**Page excerpt:**
━━━━━━━━━━━━━━━━━━━━

AGC Detector


The basic idea for this circuit came from the "Progressive Communications Receiver" in most of the recent ARRL Handbooks. The circuit is in the IF section of the receiver.

The transistor can be almost any 2N2222/2N3904 type or substitute. The 1N270 is a germanium diode. Any germanium diode will work.

If all you have are 1N914's, measure the forward voltage drop with a DVM (most of them have this function - the diode symbol), and use the one with the lowest reading. Your penalty is a less sensitive S-meter reading, but by an amount that you would hardly notice. The 1N270's run about .3 volt whereas the 1N914's run .5 to .7 volt.

The two diodes connected to the 10K resistors, one going to ground and the other to 12 Volts, keep the voltage at both the collector of the transistor and gate 2 of the MOSFETs, at 1/2 the supply voltage, or approximately 6 volts. Both circuits are fed with 1 megohm resistors. The 1 megohm resistors and the 10 mfd electrolytic or tantalum capacitor set the response times.

━━━━━━━━━━━━━━━━━━━━

**Entries:**
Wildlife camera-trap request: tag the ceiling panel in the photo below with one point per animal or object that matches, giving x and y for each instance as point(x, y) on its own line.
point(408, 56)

━━━━━━━━━━━━━━━━━━━━

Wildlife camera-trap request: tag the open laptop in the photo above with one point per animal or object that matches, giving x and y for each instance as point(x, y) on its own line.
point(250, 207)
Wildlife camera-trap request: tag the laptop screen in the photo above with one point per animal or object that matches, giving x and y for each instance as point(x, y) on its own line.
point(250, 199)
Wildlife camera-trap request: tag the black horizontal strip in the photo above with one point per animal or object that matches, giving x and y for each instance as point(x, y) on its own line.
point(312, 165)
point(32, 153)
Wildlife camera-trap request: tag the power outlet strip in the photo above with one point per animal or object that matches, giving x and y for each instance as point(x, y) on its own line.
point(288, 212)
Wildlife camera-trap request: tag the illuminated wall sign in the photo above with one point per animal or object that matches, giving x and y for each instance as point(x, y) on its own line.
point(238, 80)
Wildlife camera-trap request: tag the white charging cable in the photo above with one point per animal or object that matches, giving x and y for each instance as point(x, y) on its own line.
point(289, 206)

━━━━━━━━━━━━━━━━━━━━

Write the next part of the AGC detector circuit description, starting after its final sentence.

**Task output:**
If you are going to use this circuit in another receiver, be aware that as the IF frequency increases, lower voltage is developed across the diode, capacitor (rectifier, filter) combination. It's harder to get AGC action the higher you go in frequency.

One of the reasons for the 455KHz IF strip is to achieve a great AGC. At 455KHz, plenty of voltage is developed to have a fast acting, active AGC. According to Rohde, the best AGC is when the S-Meter is barely activated from the band noise level. That is achieved with this IF strip and AGC circuit.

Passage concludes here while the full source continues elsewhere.